[Point-per-instance localization data]
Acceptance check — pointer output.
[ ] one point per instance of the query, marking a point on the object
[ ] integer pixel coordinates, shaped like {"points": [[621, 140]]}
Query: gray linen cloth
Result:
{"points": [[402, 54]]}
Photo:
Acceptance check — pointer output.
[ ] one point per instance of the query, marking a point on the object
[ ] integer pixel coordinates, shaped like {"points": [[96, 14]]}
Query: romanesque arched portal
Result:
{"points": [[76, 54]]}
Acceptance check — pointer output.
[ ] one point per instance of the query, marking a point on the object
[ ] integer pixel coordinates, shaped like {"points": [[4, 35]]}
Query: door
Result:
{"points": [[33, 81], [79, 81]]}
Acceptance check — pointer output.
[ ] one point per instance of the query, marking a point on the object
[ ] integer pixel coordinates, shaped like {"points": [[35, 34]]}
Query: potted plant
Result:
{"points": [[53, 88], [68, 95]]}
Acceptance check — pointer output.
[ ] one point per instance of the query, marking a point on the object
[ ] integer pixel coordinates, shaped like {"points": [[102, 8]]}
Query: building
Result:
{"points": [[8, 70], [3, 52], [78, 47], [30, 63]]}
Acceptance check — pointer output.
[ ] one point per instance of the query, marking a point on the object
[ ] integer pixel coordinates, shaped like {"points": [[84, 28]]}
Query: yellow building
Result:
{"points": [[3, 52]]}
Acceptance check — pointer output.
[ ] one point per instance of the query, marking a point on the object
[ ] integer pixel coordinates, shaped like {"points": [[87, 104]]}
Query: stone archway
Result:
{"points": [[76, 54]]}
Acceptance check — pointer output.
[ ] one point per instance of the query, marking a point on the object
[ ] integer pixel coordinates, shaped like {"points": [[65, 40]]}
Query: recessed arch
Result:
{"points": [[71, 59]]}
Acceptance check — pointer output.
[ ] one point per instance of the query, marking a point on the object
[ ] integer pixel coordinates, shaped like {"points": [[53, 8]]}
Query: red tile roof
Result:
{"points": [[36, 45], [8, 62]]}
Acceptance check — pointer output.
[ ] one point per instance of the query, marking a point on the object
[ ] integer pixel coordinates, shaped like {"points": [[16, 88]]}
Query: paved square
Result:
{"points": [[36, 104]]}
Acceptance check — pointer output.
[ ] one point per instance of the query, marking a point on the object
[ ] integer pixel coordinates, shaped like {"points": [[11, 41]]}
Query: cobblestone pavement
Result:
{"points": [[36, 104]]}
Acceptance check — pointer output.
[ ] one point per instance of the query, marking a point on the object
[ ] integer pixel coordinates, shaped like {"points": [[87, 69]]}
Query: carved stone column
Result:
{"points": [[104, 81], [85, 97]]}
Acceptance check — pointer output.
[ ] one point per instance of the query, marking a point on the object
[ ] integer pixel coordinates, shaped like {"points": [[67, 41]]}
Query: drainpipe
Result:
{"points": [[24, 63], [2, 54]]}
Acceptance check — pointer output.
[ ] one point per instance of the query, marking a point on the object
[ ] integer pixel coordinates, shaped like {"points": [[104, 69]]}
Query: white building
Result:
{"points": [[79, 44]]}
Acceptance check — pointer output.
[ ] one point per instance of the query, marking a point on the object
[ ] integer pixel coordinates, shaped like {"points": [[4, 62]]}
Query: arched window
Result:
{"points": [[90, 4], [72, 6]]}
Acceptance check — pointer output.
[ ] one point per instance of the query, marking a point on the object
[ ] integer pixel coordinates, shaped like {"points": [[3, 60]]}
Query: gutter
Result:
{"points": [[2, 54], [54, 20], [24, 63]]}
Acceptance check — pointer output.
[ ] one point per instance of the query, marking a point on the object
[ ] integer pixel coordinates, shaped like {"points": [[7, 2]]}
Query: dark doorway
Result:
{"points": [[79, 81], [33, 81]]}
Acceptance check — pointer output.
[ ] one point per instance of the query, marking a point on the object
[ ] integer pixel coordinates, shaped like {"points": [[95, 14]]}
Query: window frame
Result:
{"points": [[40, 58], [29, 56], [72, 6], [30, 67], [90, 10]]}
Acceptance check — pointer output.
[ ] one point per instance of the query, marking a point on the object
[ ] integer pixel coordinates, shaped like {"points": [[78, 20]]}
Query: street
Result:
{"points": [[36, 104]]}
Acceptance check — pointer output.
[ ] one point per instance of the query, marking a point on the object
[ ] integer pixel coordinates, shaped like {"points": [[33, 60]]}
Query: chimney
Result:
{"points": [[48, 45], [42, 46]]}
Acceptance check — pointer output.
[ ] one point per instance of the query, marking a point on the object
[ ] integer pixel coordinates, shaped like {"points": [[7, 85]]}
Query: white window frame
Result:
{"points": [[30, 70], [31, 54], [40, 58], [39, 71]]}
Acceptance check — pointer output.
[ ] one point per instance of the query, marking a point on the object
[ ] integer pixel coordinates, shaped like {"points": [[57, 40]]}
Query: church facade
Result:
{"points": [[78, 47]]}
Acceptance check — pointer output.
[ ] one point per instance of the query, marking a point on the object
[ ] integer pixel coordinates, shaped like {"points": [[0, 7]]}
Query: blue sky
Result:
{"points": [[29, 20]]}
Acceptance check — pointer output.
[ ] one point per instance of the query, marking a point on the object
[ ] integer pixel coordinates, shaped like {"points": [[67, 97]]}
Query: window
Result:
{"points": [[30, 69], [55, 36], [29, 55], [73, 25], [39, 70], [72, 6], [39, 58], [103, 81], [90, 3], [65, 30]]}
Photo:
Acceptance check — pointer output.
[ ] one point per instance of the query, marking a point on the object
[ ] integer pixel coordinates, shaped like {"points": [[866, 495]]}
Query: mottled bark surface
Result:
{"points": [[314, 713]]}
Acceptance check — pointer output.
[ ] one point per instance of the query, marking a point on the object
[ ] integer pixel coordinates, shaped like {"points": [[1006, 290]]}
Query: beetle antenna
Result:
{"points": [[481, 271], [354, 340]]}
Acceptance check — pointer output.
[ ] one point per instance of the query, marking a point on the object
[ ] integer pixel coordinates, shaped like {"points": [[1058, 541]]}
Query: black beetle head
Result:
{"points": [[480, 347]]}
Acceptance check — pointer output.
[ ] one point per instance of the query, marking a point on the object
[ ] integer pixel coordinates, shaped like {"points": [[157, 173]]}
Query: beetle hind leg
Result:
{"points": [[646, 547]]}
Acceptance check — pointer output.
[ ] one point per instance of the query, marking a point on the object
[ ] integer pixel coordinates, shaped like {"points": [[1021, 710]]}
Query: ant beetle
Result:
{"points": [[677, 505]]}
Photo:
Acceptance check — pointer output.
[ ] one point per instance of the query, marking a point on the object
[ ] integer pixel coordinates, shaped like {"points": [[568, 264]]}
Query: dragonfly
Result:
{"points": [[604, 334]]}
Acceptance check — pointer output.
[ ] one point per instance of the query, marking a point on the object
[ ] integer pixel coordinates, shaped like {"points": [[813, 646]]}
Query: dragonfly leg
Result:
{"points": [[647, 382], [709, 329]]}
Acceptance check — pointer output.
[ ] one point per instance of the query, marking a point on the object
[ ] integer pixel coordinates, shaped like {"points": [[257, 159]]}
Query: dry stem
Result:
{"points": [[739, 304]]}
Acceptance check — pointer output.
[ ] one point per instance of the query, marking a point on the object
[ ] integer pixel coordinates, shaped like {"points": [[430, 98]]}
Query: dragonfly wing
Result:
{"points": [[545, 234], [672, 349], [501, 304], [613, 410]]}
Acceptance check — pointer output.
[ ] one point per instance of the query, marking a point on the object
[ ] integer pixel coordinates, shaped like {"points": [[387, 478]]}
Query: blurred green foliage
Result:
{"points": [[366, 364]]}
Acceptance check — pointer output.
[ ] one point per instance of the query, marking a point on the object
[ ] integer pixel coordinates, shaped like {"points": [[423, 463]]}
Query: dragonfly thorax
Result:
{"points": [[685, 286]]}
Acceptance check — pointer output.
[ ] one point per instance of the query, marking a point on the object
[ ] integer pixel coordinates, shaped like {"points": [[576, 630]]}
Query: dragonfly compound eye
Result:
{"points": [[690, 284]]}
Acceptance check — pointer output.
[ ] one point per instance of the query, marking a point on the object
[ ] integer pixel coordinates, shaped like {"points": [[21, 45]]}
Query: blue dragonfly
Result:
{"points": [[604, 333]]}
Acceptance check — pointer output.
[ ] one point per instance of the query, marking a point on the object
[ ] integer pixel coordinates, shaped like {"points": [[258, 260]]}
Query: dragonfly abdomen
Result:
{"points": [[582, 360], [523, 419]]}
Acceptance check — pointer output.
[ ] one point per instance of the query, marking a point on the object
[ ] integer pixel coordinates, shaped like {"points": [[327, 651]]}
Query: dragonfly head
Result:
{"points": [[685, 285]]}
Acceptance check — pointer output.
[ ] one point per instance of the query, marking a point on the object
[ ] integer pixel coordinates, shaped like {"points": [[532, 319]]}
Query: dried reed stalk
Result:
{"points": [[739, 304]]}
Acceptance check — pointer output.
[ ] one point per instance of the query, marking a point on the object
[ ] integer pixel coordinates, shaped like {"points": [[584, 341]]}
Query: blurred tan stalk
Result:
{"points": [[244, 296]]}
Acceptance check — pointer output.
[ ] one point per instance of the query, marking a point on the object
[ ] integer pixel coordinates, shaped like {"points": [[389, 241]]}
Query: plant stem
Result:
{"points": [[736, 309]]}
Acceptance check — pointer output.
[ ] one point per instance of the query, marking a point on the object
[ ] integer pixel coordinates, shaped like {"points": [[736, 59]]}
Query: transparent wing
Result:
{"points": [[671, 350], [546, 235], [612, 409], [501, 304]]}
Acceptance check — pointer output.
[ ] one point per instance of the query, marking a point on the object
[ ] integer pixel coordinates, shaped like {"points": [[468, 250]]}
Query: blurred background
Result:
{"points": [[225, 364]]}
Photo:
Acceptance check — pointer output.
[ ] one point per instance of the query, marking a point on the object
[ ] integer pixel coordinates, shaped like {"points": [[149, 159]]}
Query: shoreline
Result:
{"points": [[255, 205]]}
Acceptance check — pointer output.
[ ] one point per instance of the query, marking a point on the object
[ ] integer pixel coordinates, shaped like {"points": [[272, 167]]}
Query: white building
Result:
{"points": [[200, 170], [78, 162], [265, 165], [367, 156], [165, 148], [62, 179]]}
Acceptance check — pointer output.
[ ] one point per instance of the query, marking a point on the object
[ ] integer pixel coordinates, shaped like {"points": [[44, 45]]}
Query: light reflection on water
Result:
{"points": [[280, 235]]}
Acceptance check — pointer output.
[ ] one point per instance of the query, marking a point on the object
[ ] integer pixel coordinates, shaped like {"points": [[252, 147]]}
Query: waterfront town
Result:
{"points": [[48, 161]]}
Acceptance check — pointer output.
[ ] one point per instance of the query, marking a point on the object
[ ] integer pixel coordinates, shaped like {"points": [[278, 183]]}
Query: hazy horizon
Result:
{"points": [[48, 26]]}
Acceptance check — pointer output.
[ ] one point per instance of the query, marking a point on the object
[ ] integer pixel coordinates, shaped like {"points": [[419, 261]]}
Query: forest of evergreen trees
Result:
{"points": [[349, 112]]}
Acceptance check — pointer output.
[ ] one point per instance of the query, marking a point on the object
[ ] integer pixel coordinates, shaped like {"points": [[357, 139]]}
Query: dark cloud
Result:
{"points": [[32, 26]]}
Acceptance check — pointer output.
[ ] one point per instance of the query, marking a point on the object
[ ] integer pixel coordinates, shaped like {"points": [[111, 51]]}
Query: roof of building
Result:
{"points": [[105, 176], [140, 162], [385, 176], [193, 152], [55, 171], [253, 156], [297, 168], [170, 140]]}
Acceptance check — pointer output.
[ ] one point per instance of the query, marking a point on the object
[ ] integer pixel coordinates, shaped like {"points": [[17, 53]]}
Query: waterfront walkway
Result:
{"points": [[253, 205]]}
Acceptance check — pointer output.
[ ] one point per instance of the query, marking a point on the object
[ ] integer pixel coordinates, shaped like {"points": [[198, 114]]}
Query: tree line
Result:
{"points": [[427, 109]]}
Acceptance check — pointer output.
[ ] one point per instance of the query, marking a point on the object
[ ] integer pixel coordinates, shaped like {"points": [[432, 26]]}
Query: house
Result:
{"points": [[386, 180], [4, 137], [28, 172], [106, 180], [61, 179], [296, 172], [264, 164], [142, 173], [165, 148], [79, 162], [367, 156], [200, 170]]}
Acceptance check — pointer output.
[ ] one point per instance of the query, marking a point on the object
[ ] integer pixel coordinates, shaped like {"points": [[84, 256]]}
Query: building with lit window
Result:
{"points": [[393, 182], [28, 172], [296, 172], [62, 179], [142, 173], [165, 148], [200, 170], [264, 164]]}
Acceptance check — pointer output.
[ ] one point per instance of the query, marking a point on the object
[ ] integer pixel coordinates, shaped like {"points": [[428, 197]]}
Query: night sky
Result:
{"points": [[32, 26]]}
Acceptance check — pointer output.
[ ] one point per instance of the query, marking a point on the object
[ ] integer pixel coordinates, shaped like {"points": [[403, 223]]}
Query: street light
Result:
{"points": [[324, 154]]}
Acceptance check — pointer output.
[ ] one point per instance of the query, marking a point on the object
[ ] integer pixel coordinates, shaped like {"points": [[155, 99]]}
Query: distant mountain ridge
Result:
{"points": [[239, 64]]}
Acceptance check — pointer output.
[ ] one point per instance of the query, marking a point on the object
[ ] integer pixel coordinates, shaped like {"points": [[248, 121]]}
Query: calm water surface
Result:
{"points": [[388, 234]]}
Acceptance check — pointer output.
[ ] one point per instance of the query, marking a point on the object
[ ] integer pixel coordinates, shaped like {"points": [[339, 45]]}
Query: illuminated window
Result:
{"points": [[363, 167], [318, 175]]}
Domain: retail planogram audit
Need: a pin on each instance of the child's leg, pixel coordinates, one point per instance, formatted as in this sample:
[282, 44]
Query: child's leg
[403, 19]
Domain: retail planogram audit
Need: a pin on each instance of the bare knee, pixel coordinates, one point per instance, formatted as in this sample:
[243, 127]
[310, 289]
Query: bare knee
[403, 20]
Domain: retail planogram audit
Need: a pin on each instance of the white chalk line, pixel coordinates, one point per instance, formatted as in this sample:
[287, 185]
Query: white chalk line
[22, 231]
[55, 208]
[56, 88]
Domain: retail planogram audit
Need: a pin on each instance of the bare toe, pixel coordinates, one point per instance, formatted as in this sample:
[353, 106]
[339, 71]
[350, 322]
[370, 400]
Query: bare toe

### TASK DESCRIPTION
Lines in the data that hold "formatted" must be located and copied.

### SOLUTION BELOW
Need: a pin on each instance of the child's leg, pixel coordinates, one point per instance, formatted as in this sample:
Need: a pin on each instance of the bare knee, pixel coordinates, one point per instance, formatted as in this sample:
Need: a pin on each instance of the white chalk line, pixel coordinates, one point per instance, formatted as in this sample:
Need: a pin on each instance of the bare toe, pixel coordinates, one point per instance, formatted as in this sample:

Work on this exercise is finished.